Reproduce word for word the lines of the entries below, beginning with the line that contains "Rules: pick out each instance of the tree with" and continuing through the line that contains "[[24, 90], [105, 78], [77, 86], [250, 68]]". Copy those lines and no others.

──────── Given records ────────

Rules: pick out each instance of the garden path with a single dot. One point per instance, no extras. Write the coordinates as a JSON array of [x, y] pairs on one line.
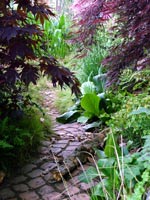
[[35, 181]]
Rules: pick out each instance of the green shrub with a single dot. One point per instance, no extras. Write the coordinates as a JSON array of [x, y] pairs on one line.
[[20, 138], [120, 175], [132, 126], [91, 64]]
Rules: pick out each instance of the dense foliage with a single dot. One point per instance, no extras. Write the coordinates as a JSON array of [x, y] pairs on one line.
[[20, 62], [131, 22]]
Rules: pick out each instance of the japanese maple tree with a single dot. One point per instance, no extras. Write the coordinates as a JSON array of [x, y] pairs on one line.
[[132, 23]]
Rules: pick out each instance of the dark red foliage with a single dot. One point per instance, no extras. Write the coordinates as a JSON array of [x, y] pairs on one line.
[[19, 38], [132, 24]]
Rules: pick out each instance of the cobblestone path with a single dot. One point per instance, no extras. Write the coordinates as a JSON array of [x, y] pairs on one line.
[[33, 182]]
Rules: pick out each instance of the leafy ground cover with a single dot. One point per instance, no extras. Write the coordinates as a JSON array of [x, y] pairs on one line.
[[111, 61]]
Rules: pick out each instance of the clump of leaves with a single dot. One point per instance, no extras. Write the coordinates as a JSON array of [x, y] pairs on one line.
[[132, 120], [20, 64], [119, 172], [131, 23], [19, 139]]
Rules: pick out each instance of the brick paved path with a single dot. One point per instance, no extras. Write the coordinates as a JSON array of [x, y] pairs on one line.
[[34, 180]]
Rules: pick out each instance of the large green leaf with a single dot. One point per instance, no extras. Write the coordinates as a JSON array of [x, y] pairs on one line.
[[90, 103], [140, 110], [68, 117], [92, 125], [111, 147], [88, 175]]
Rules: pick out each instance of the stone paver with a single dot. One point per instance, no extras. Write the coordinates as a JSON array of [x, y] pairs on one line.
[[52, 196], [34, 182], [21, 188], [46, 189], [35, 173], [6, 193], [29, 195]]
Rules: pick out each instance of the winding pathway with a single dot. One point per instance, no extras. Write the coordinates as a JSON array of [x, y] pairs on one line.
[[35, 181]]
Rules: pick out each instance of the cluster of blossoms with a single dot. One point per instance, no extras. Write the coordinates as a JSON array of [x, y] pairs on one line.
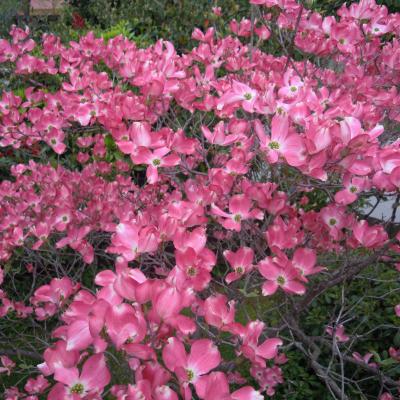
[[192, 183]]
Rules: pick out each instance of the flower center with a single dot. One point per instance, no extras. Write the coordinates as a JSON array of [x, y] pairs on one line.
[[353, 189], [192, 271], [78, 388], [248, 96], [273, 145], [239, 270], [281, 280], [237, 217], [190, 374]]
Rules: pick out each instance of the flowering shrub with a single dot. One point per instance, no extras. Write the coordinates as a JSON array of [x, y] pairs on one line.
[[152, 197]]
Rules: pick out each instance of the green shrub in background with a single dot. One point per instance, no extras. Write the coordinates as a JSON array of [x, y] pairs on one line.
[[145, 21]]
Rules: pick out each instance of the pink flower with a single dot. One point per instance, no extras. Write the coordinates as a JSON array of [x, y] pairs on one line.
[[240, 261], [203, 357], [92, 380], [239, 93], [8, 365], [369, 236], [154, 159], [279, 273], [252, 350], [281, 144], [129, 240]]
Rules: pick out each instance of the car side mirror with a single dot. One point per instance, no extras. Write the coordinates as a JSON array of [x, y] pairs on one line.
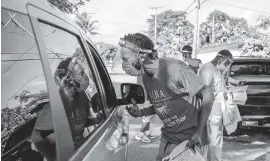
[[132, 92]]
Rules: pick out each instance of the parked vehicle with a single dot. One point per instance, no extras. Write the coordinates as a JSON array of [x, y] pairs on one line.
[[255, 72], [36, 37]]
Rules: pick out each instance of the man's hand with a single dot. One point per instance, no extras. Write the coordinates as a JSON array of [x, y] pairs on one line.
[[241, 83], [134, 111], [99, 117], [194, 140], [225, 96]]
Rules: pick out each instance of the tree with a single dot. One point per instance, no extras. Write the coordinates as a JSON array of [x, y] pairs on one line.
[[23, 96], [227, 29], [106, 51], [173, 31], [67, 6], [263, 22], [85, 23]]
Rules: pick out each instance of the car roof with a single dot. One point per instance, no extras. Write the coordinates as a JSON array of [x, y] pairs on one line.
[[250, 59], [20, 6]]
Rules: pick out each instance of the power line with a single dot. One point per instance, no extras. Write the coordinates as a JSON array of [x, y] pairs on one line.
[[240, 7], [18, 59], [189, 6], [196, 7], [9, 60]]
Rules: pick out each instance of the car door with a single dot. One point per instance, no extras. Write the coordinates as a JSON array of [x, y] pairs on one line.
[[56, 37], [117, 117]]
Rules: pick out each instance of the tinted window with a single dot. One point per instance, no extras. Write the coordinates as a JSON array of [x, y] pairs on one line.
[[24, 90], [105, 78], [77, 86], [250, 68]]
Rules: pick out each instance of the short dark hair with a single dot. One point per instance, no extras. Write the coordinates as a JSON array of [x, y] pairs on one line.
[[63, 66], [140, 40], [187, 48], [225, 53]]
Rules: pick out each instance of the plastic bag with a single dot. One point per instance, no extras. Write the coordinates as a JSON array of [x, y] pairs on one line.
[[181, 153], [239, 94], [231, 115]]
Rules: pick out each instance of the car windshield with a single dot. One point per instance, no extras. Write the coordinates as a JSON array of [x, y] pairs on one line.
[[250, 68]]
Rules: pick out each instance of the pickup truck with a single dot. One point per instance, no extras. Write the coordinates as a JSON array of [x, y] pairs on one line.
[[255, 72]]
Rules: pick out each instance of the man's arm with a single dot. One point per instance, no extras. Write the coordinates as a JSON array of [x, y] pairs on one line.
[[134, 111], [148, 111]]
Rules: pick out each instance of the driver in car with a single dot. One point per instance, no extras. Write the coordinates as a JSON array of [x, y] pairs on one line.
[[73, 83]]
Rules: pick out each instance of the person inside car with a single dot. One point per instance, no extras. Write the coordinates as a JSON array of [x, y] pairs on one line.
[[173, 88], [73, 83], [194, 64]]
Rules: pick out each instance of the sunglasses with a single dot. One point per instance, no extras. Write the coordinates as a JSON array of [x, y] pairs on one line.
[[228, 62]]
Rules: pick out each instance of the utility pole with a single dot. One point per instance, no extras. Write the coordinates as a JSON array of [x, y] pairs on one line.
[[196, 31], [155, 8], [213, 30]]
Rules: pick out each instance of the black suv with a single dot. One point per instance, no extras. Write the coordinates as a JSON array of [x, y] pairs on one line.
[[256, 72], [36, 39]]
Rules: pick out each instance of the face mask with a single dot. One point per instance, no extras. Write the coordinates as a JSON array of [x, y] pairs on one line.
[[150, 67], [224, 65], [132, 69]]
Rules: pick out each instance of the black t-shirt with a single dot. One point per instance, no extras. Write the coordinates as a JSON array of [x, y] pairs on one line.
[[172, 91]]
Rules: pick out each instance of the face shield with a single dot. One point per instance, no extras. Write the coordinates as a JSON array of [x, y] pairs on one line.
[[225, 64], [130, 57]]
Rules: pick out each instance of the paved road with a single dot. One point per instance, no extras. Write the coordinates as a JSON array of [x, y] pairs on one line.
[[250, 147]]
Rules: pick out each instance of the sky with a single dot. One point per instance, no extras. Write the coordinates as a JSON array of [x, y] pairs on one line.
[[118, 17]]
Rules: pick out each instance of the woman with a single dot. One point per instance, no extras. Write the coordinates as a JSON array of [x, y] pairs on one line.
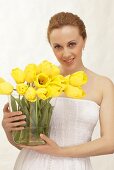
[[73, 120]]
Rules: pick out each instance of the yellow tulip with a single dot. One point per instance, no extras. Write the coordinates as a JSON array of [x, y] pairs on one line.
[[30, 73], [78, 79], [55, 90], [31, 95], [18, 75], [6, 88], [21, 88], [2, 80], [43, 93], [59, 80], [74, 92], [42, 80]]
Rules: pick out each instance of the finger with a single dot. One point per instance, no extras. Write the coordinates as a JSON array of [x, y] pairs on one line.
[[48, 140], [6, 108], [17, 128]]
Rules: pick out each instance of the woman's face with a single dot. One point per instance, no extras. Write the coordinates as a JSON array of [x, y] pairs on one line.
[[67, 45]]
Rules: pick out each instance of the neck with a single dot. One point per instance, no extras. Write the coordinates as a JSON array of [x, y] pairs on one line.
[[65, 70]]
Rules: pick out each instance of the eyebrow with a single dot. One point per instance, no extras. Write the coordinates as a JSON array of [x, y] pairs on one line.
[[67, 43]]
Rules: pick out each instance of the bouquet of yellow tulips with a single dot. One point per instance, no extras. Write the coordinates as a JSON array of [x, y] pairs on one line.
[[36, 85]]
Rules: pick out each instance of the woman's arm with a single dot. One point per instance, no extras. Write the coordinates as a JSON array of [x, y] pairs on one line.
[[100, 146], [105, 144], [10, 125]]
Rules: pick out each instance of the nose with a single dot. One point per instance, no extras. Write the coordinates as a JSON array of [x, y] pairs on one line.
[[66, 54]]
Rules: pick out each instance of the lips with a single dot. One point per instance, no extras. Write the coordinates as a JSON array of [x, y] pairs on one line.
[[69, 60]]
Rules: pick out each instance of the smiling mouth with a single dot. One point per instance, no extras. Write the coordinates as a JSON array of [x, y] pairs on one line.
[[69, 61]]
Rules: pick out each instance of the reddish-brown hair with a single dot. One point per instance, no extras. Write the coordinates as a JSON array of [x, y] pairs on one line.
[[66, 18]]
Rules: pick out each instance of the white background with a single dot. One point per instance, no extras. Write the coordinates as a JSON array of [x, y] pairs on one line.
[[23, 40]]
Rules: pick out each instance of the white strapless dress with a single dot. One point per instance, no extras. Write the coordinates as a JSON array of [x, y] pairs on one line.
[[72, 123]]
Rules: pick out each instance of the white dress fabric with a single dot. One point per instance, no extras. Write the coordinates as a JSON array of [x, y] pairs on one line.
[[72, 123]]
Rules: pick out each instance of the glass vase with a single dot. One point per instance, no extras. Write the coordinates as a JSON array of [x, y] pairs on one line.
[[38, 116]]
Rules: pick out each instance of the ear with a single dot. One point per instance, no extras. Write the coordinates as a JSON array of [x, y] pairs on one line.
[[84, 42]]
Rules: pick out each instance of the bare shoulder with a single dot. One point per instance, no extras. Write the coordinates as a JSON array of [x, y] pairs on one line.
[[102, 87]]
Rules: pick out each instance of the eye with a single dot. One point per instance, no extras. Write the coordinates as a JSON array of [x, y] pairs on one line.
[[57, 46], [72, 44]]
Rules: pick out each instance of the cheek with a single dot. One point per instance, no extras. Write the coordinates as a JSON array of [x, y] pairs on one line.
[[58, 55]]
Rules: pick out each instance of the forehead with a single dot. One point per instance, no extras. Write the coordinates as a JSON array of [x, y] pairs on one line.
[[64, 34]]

────────
──────── Given records ────────

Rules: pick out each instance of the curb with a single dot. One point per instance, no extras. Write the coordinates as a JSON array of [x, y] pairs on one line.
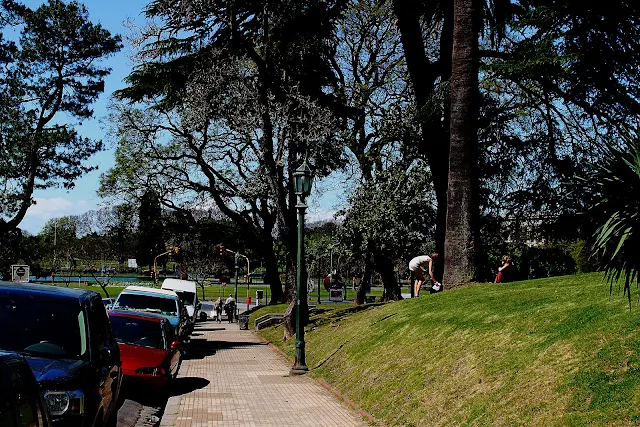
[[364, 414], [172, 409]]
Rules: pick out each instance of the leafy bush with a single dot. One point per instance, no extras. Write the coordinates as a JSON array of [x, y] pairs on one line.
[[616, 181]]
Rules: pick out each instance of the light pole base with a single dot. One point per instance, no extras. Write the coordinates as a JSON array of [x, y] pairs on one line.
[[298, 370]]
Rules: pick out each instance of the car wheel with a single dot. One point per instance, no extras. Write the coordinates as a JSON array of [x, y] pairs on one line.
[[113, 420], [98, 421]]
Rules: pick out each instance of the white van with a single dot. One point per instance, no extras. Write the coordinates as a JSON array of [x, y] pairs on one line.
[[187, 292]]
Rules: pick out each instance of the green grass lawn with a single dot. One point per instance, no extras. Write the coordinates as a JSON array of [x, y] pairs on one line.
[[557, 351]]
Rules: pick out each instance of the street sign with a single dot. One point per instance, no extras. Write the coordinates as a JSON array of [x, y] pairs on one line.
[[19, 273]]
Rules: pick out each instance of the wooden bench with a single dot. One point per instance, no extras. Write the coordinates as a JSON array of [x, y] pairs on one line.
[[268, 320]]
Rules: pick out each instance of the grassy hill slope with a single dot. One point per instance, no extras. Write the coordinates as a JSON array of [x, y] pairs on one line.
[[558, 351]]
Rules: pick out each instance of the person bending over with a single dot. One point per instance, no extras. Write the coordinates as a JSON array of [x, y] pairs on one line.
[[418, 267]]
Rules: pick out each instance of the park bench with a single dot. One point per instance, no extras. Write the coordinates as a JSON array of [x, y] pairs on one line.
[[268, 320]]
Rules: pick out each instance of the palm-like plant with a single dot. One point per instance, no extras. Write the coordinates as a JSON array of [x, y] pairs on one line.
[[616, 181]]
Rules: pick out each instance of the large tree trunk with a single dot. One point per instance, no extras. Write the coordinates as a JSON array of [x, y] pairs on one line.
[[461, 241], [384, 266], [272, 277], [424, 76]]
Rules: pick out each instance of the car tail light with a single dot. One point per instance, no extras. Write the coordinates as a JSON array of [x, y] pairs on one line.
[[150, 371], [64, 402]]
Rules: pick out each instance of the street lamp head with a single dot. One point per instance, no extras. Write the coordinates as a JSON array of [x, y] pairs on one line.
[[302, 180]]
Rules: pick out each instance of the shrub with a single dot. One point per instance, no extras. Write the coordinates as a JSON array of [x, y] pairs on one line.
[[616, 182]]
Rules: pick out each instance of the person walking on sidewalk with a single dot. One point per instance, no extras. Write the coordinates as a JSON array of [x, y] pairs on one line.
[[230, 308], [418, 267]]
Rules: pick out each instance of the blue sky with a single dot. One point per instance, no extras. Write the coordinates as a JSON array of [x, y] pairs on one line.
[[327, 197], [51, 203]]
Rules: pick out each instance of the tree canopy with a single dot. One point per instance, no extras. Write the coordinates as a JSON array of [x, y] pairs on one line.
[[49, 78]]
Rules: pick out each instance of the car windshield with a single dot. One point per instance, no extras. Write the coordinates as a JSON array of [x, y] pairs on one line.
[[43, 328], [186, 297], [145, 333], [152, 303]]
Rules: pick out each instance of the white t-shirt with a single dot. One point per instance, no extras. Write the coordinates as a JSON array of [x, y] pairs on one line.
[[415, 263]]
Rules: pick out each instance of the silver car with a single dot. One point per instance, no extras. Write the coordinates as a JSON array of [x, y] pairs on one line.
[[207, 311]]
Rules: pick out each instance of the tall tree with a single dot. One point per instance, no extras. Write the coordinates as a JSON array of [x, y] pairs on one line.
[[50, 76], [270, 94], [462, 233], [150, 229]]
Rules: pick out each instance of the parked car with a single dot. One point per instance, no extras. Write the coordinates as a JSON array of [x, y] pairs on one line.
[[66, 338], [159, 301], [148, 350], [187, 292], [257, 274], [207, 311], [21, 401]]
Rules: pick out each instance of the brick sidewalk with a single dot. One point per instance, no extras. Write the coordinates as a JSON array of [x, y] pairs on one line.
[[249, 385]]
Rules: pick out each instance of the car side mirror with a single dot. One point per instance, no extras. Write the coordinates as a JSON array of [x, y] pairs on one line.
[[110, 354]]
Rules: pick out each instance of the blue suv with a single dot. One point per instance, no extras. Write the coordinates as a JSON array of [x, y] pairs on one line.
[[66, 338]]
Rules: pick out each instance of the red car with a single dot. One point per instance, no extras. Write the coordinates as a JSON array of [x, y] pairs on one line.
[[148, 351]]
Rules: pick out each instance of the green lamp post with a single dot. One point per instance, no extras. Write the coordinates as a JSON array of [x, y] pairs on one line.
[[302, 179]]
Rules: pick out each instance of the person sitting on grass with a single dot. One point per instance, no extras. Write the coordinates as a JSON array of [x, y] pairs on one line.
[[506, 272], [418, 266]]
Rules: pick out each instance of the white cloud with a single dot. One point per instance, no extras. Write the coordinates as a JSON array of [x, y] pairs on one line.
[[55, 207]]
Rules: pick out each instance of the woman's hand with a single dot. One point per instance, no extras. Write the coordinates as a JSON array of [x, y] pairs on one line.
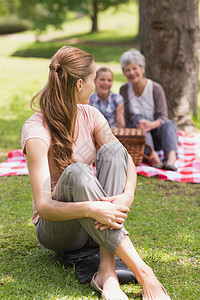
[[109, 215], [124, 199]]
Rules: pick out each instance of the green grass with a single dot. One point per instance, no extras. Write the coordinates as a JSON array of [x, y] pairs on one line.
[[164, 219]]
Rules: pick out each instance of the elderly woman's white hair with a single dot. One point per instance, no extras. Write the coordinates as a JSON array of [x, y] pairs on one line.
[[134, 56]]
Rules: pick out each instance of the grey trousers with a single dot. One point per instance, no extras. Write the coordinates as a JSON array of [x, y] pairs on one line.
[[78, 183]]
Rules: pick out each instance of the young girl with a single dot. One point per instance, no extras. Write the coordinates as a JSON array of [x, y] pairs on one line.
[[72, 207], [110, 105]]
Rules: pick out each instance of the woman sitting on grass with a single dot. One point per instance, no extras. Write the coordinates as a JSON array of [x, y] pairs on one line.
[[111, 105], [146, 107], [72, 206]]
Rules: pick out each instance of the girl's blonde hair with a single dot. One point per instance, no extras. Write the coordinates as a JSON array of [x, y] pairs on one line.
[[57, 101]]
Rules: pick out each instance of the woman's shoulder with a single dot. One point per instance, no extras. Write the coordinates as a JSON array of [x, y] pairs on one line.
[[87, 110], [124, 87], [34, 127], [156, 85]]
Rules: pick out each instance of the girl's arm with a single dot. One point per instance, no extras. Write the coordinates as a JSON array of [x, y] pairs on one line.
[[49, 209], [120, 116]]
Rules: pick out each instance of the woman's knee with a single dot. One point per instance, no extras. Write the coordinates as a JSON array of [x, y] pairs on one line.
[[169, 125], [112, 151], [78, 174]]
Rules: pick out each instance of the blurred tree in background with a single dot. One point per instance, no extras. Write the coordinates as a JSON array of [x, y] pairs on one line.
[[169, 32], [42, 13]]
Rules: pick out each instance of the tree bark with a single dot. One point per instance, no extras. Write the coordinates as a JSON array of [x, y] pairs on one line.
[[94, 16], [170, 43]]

────────
──────── Given records ────────

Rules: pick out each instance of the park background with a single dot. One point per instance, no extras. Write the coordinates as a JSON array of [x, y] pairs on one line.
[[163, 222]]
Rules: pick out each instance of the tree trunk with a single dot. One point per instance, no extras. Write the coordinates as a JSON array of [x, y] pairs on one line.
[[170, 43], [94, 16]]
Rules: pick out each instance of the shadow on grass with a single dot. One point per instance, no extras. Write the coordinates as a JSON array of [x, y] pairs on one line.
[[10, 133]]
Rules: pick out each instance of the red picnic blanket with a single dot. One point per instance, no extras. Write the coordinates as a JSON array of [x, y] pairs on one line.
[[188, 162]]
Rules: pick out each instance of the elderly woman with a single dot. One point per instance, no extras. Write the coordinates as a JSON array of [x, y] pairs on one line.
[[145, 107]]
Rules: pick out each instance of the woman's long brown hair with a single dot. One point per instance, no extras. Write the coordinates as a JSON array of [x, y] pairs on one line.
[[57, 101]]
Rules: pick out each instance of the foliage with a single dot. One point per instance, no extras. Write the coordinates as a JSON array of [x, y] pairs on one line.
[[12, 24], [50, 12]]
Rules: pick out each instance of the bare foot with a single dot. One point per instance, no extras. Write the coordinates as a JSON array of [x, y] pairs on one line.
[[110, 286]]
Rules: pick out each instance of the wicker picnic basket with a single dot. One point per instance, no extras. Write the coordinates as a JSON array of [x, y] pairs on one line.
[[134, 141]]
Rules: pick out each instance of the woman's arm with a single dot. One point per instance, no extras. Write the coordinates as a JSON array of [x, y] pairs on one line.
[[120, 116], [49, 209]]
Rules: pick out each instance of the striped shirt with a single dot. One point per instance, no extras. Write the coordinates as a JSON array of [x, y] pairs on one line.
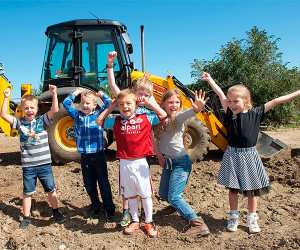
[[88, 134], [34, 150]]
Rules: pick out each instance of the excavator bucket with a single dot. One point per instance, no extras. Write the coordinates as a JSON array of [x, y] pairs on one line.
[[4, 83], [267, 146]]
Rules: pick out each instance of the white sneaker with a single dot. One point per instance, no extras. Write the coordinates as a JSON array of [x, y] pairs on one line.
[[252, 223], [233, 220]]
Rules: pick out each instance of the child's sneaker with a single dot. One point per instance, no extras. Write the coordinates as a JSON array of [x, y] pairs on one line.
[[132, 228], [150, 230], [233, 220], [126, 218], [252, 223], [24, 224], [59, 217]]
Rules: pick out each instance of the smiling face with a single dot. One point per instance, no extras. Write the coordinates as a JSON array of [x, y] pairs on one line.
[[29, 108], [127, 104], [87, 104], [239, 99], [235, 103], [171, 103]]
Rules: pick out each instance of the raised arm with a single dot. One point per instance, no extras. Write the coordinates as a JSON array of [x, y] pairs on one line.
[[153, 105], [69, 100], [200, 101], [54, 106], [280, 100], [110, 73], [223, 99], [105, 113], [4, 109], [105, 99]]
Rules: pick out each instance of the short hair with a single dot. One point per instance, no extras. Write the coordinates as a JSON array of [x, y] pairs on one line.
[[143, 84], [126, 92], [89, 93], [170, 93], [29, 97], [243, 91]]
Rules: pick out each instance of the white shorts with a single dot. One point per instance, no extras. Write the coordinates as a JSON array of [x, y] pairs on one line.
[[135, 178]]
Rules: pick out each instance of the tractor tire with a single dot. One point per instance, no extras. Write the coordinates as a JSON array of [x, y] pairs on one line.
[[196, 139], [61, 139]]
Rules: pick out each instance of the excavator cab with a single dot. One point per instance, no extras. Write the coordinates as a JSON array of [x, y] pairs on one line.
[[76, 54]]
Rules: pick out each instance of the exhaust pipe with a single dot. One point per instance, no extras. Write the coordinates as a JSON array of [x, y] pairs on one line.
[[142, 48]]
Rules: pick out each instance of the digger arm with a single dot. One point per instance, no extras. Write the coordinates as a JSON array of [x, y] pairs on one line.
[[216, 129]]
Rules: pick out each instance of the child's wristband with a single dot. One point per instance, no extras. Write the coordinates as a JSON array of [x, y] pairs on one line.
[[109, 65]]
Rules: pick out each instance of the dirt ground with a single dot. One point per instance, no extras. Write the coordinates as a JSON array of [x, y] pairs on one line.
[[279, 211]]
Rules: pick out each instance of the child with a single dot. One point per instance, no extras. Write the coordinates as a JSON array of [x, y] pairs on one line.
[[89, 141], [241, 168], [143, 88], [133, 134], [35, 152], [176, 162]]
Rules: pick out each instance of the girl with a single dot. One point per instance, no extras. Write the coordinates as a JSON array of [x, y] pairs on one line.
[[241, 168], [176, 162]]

────────

### Final result
Rules: pick out each instance of the tree with a single dot. One point per instance, no extras. Write the coordinates as a JSON array of [x, y] pairs on one line.
[[23, 96], [227, 29], [106, 51], [173, 31], [67, 6], [263, 22], [85, 23]]
Rules: pick out each instance of the car roof with a single dot. One point per instance, no extras. Write the coordinates as a JSON array of [x, y] pairs on one line.
[[250, 59], [20, 6]]
Rules: pick out each instance of the power line with a single dot. One point per instance, no extras. Write the coordinates as a JSON array of [x, y] pairs on one line.
[[240, 7], [18, 59], [189, 6], [196, 7], [9, 60]]
Rules: pick out each instance of the car door with a single dot. One point per instance, no extras. Write the coordinates as a JSON array of [x, y] pairs on one line.
[[56, 37], [117, 117]]
Rules: pick out each instance of the tinted window with a single dot. One point per instance, no extras. Write the coordinates as a JSON array of [x, y] pairs on one line.
[[24, 90], [105, 78], [77, 86], [250, 68]]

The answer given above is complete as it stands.